Document excerpt:

## Start

Control of Spin Qubits

The Nitrogen-Vacancy center has recently emerged as a versatile tool for magnetic resonance,quantum optics, precision measurement and quantum information processing. The system comprising the NV electronic spin and close-by nuclear spins (N and 13C) is an excellent candidate for the implementation of small quantum registers capable of simple quantum algorithms with very high fidelities. These quantum registers can then in turn be connected via photon entanglement or direct dipole-dipole coupling to build a large scale quantum information processor.

Quantum Sensing & Metrology

In recent years metrology and quantum information science have emerged as complementary areas of research. We aim at applying the principles of quantum information science to the development of nano-scale magnetic field sensors based on single spin qubits in diamond. We focus on improving the diamond magnetometer readout, enhancing its coherence, improving its spatial resolution and devising strategies to achieve sensitivity beyond the Heisenberg limit. Ideas and techniques from quantum information science are critical in achieving these goals, from quantum non-demolition measurement, to dynamical decoupling and spin squeezing.

Quantum simulation and transport of quantum information

A system composed of nuclear or electronic spins could play an important role -complementary to cold atoms and molecules- in the simulation of condensed matter systems. For example, well-known NMR pulse sequences can be used to experimentally simulate the transport of quantum information in room temperature linear chains of spins coupled by the dipolar interaction. We use solid-state NMR to study simulations and information transport in large spin systems. In a complementary approach, we develop photonics structure for distributed quantum architectures.

## End

Data:
## Start

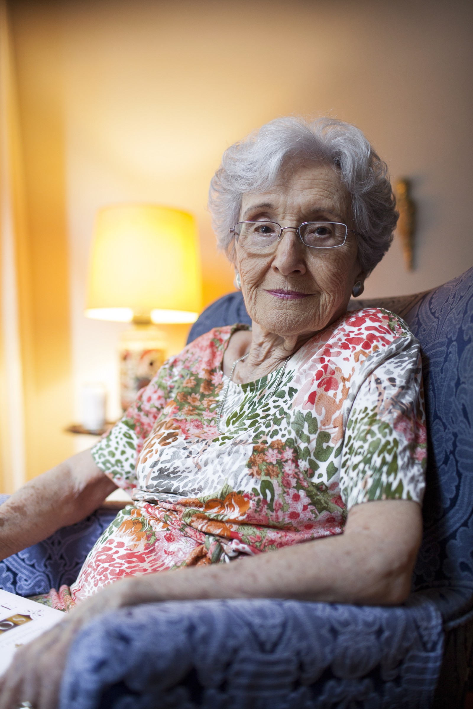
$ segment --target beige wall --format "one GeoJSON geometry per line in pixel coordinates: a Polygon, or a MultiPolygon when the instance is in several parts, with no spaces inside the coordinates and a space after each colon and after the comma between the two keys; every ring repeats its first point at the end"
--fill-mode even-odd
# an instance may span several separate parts
{"type": "MultiPolygon", "coordinates": [[[[28,6],[30,23],[45,6],[28,6]]],[[[121,326],[82,315],[96,210],[143,199],[194,211],[210,302],[232,289],[233,274],[215,250],[208,181],[229,144],[278,116],[355,123],[392,176],[413,181],[416,269],[404,270],[395,242],[367,296],[425,289],[473,264],[471,4],[69,0],[57,7],[76,416],[79,385],[90,379],[107,383],[110,414],[118,413],[121,326]]],[[[170,329],[179,348],[184,328],[170,329]]]]}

## End

Exercises to complete:
a: In the spin qubit research overview, what fields is the Nitrogen-Vacancy center said to have become a versatile tool for?
b: Could you repeat the spin qubit research overview from "In recent years" to "and spin squeezing.", swapping "diamond magnetometer" for "NV magnetometer"?

Task-by-task answers:
a:
- Magnetic resonance
- Quantum optics
- Precision measurement
- Quantum information processing

b:
In recent years metrology and quantum information science have emerged as complementary areas of research. We aim at applying the principles of quantum information science to the development of nano-scale magnetic field sensors based on single spin qubits in diamond. We focus on improving the NV magnetometer readout, enhancing its coherence, improving its spatial resolution and devising strategies to achieve sensitivity beyond the Heisenberg limit. Ideas and techniques from quantum information science are critical in achieving these goals, from quantum non-demolition measurement, to dynamical decoupling and spin squeezing.